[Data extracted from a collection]
= = = = = = =

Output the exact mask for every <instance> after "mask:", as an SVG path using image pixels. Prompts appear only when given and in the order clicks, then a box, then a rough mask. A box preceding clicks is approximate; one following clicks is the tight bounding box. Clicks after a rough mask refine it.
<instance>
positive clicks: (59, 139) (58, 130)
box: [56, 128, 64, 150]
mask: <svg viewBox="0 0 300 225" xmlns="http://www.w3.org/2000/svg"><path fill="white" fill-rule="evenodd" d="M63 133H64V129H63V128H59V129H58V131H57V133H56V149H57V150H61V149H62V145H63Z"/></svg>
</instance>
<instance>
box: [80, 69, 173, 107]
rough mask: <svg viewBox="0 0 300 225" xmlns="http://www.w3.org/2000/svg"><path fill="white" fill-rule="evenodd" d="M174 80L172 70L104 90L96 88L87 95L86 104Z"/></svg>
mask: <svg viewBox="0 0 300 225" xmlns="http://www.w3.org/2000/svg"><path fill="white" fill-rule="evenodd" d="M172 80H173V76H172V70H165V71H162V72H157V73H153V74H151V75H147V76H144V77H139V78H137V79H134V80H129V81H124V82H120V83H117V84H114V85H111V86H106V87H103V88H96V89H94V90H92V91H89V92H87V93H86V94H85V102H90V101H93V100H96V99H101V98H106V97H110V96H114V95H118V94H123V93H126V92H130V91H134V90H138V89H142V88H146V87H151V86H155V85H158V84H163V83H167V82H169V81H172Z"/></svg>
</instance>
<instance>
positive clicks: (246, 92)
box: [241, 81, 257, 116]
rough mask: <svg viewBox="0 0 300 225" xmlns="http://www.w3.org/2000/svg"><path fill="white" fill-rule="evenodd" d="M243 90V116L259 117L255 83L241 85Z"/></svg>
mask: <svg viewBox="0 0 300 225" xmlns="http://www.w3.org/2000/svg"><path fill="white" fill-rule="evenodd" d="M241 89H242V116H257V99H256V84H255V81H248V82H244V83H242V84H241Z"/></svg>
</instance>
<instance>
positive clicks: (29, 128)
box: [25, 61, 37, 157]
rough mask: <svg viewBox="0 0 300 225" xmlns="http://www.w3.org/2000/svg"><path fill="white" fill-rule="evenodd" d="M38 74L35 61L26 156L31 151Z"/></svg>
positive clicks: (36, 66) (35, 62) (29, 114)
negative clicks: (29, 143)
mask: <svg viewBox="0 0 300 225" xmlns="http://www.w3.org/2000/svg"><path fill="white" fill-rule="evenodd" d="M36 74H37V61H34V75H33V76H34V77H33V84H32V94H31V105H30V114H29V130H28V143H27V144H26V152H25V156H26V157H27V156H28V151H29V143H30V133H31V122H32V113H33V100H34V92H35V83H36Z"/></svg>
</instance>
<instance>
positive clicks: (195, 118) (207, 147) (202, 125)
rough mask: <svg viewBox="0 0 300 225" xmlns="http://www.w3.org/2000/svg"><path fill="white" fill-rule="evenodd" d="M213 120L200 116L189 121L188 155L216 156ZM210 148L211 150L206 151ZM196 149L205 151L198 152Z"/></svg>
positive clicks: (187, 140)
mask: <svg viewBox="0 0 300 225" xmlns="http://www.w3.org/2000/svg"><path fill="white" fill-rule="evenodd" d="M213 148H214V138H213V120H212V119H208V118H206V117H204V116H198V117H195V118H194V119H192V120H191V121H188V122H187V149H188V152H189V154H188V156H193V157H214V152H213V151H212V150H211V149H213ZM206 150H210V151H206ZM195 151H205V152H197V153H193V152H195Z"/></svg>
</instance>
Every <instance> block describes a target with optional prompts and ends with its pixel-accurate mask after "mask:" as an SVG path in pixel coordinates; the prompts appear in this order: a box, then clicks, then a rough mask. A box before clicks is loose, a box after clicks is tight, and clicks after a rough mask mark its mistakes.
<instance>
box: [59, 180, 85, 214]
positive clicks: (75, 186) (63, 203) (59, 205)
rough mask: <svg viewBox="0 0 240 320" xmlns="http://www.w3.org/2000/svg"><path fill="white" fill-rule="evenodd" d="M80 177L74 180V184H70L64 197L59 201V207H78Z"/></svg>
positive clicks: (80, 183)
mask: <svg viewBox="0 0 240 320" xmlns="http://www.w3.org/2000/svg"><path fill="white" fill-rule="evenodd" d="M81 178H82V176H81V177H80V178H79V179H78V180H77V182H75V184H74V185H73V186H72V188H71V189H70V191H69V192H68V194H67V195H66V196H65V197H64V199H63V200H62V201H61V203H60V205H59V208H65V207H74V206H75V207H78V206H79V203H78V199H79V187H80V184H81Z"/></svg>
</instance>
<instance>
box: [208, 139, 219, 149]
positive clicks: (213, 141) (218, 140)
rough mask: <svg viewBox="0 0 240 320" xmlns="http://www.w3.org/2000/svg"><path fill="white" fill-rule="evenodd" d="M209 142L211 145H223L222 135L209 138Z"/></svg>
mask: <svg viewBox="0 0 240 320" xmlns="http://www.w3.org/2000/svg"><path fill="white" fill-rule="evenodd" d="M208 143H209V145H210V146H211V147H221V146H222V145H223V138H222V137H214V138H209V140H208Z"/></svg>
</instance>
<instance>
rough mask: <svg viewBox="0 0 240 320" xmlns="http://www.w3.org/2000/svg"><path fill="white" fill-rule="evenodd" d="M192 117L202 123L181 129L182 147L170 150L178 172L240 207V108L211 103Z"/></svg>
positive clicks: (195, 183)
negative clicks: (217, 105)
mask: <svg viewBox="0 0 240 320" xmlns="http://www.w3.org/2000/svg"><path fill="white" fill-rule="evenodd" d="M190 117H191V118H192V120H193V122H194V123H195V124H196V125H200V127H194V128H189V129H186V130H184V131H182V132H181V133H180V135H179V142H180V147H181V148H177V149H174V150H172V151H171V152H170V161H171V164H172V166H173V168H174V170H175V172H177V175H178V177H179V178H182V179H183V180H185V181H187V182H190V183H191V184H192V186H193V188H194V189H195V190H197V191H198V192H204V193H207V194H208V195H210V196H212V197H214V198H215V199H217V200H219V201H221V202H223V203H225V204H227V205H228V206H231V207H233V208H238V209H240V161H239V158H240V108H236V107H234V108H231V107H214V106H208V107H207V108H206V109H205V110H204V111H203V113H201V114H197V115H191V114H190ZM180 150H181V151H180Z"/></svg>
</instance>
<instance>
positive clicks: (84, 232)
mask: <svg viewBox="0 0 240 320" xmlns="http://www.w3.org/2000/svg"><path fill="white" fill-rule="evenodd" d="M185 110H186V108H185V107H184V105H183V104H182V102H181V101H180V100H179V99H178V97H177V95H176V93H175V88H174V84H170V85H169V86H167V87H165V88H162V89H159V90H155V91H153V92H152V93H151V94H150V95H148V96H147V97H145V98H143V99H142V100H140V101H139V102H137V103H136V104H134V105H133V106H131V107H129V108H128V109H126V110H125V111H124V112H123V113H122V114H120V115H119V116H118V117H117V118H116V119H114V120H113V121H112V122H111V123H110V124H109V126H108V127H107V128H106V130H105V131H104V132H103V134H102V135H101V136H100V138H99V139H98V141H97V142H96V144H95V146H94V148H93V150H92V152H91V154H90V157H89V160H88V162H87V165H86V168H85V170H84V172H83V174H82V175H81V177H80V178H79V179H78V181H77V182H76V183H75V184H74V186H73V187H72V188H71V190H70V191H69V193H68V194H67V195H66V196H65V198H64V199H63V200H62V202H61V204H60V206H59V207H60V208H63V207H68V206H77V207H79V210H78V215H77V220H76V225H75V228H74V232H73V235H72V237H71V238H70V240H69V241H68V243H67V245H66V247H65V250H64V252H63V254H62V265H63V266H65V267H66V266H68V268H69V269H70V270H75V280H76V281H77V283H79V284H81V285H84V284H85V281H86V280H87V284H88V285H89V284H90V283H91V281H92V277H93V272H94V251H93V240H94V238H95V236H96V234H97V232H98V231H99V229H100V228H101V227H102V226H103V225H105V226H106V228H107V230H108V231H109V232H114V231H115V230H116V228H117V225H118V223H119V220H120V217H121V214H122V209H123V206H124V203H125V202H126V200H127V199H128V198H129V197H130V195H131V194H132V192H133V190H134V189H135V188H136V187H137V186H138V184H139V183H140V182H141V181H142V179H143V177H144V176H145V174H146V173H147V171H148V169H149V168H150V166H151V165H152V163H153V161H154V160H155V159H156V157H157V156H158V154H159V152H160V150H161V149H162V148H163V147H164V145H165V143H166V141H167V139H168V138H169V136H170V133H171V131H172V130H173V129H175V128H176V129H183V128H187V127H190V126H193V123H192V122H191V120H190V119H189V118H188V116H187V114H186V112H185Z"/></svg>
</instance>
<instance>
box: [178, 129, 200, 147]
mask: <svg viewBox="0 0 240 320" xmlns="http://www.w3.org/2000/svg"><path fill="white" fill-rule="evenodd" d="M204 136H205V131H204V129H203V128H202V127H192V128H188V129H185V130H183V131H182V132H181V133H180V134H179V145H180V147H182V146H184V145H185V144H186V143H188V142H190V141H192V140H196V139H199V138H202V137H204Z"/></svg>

= = = = = = =

*DIRECTIONS*. Format the lines of the listing, starting at the line that contains "74L35 61L26 156L31" and ending at the line that contains "positive clicks: (36, 66) (35, 62) (29, 114)", as a Markdown table with the columns Row and Line, numbering each row and skipping blank lines.

*FINAL ANSWER*.
| Row | Line |
|---|---|
| 1 | rough mask: <svg viewBox="0 0 300 225" xmlns="http://www.w3.org/2000/svg"><path fill="white" fill-rule="evenodd" d="M38 74L35 61L26 156L31 151Z"/></svg> |
| 2 | positive clicks: (36, 66) (35, 62) (29, 114) |